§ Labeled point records
──────────────────────────────
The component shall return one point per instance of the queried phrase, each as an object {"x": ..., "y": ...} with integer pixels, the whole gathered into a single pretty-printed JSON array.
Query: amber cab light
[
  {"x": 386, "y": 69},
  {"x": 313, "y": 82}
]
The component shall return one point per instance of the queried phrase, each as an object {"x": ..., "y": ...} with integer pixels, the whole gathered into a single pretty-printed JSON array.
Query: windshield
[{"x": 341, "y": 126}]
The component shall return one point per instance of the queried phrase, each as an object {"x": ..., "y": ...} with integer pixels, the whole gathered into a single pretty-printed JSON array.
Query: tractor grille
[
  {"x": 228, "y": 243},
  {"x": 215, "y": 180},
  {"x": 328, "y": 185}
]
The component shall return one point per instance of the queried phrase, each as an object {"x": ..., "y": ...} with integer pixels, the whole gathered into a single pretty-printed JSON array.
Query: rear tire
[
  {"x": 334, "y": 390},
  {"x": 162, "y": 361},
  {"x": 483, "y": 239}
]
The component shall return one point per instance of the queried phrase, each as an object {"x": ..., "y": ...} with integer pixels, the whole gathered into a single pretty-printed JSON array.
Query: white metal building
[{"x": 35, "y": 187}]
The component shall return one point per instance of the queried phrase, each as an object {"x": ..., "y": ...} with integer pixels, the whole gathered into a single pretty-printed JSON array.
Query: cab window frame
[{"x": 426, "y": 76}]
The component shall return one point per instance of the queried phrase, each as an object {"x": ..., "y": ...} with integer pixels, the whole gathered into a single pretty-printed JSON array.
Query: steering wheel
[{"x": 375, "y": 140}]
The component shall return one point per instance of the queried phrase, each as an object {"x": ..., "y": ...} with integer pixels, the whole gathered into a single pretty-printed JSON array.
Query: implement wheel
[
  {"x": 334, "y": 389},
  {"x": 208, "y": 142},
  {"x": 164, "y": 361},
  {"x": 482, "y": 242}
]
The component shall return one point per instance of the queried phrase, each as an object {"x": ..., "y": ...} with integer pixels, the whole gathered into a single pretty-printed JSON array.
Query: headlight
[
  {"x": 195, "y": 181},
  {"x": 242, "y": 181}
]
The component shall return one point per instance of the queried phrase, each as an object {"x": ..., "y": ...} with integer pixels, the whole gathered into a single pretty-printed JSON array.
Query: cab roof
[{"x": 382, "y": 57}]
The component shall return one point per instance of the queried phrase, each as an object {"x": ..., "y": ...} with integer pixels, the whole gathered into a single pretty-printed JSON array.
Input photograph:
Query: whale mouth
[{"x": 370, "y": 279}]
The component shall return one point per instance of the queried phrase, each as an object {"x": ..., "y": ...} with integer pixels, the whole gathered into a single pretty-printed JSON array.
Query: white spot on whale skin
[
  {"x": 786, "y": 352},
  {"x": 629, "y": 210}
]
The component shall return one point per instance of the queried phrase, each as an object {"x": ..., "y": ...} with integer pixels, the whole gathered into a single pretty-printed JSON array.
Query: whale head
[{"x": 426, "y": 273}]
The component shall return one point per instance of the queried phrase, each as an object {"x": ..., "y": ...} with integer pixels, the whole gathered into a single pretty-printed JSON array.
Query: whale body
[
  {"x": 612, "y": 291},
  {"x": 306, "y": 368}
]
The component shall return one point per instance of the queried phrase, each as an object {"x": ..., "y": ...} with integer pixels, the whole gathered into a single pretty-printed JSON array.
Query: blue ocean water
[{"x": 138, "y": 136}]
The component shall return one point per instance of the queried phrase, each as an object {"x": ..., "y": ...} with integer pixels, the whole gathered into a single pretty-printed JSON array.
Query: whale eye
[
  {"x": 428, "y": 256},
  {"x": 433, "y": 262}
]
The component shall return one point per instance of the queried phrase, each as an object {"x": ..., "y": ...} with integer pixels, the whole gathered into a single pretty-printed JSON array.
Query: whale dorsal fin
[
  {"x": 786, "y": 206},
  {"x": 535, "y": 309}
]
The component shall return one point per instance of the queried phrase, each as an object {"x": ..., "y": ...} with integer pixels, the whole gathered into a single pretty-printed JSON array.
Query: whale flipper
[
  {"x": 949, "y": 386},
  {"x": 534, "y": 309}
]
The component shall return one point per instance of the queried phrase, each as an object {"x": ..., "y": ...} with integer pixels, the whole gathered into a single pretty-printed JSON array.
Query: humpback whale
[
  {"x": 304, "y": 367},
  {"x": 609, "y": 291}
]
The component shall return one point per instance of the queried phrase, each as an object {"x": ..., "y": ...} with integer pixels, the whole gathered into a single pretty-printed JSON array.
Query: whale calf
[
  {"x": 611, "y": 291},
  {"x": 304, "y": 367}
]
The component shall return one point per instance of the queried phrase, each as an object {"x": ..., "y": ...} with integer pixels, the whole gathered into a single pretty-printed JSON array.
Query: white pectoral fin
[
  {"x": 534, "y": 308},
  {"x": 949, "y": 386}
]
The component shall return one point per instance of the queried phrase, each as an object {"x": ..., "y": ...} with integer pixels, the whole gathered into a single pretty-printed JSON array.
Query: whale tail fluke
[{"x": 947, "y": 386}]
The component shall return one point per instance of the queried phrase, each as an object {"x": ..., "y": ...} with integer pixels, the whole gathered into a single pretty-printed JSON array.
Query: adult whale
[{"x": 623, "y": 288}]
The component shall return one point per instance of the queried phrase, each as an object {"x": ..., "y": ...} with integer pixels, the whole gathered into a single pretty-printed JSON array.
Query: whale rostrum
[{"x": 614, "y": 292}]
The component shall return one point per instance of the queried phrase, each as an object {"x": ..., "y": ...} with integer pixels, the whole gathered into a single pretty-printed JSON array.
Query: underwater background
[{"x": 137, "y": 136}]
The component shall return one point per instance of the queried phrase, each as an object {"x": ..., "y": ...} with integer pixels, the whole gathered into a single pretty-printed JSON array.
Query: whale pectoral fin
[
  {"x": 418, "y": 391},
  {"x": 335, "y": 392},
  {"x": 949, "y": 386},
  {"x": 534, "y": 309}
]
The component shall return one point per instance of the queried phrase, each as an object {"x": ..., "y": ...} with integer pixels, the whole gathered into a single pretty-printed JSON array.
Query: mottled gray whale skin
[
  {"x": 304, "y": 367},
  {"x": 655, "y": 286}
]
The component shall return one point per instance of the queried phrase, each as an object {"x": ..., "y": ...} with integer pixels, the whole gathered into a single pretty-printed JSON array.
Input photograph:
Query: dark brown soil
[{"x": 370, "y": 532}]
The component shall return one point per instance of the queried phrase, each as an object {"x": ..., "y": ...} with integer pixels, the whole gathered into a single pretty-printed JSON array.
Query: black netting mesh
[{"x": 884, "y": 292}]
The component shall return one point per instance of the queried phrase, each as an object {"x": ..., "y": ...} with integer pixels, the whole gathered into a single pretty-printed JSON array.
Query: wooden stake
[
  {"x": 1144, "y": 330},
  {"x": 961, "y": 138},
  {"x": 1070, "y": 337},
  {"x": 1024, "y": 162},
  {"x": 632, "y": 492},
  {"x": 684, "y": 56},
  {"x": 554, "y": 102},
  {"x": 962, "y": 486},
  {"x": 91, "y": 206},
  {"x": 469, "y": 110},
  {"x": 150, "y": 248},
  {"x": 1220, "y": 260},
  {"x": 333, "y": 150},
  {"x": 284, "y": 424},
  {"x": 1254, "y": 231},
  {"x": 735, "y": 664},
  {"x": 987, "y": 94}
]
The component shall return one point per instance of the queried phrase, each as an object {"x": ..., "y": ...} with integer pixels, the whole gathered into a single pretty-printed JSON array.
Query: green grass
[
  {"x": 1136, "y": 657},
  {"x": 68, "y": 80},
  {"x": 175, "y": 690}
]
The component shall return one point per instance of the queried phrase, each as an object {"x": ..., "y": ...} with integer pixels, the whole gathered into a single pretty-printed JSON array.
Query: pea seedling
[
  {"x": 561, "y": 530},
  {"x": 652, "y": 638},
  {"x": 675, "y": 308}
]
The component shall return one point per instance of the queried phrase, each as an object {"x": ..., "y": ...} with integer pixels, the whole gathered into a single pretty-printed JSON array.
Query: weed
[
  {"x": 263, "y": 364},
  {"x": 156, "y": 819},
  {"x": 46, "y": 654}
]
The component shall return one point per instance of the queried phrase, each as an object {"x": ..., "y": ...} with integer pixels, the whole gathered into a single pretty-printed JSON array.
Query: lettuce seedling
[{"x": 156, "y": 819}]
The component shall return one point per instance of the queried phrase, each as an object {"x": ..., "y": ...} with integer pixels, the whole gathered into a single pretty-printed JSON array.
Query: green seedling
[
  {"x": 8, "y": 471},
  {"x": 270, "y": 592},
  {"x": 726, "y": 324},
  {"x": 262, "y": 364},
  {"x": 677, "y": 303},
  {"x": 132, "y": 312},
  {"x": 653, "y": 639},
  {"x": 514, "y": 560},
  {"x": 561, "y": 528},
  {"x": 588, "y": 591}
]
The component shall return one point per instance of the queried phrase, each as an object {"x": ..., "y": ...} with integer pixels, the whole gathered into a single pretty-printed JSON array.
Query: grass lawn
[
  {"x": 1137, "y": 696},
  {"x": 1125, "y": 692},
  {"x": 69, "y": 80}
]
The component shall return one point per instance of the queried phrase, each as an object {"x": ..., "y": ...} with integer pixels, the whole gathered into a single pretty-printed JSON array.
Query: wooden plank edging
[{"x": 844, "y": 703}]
──────────────────────────────
Collect every line of the records above that contains the string "white".

§ TASK RESULT
Query: white metal building
Query: white spot on whale skin
Query: white pectoral fin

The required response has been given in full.